* [Challenge 1]: In the interview about India's 2007 T20 campaign, which county did the speaker play for in 2005?
* [Challenge 2]: Carry on the interview about India's 2007 T20 campaign, picking up after its final sentence.

* [Document]:
Obviously, it was a young team. The one very good thing was that everyone had been playing matches (coming into this tournament). Most of the guys were in form. Yes, we didn’t have that much exposure to T20 cricket at that time. All the other teams were playing T20 matches. I was one of the few players who had some sort of experience of T20 cricket because I played for Middlesex in 2005.
But as a whole team, some guys had played for India in England (during their 2007 tour). They were in form, be it Yuvraj Singh, Robin Uthappa and even (M.S.) Dhoni. Guys like (S.) Sreesanth and R.P. (Singh) were bowling well in England. A couple of other players coming from India-A matches were making a comeback as well, which included me, my brother (batter Yusuf Pathan) and Rohit Sharma as well. Everyone was match-ready.
By the time we assembled in South Africa, we were just looking forward to playing. There was no clear intention at that point. Quite a few senior players had taken their names out of the team. A lot of people said that there were no expectations.
What was the turning point for India in that tournament?
I think the first game (against Pakistan) that we played. The match against Scotland was washed out. But the way the game against Pakistan unfolded was outstanding. We didn’t score that many runs. But we managed to bowl really well and the scores were level.
The whole bowl-out brought the team even closer. We had never been in a bowl-out. Every member of the team, apart from the five guys who were standing slightly ahead for the bowl-out, was standing next to the other, with hands on each other’s shoulder and cheering each other on. That whole atmosphere got the team together. I don’t think anything else would have brought this team even closer.

* [Collected data]:
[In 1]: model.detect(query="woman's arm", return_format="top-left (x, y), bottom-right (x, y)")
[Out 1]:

* [Result 1]: Middlesex

* [Result 2]:
One game was washed out. There was an outside chance of us getting eliminated if we lost to Pakistan. There were some run-rate issues. Because of that, we all started remembering the 2007 50-over World Cup. It was easy to connect the two; that we were going to go out of the tournament in the first round. It was tricky.
A lot of people think that the games against South Africa and Australia were the turning points. But as soon as we won that game against Pakistan in the bowl-out, the way we played that game, it was very special.
You were one of the players nominated for the bowl-out along with Virender Sehwag, Uthappa, Sreesanth and Harbhajan Singh. Were you nervous?
Yes, because it was something very unique, right? We had never done something like that in cricket. But we were practising. Every day, we would practise hitting the stumps, in case the situation arose. I think we were less nervous at that time. There was a bit of excitement. We knew we had to just hit the stumps. I waited for my turn but it never came because the other three guys hit the stumps!
You were Man of the Match in the final. How do you rank it among your career achievements?
It was interesting. From Day 1, I was bowling well in the tournament. It was somehow going under the radar. I always felt I wanted to do something special and win the game for my team, my country. I was waiting. Something big might happen. By the time the semi-finals finished, I had taken some wickets against England but Yuvi had hit six 6s. Against Australia I took some crucial wickets too—I remember dismissing Andrew Symonds. He was taking the game away from us.
But you know those magical performances which turn a game on its head? I was just waiting for that. I had no idea it would come in the final (for me) against Pakistan, at a crucial moment. Getting their captain (Shoaib Malik) out, getting (Shahid) Afridi out—I was asking myself, when, where? I had no idea that the answer I would get would be the sweetest memory of my lifetime.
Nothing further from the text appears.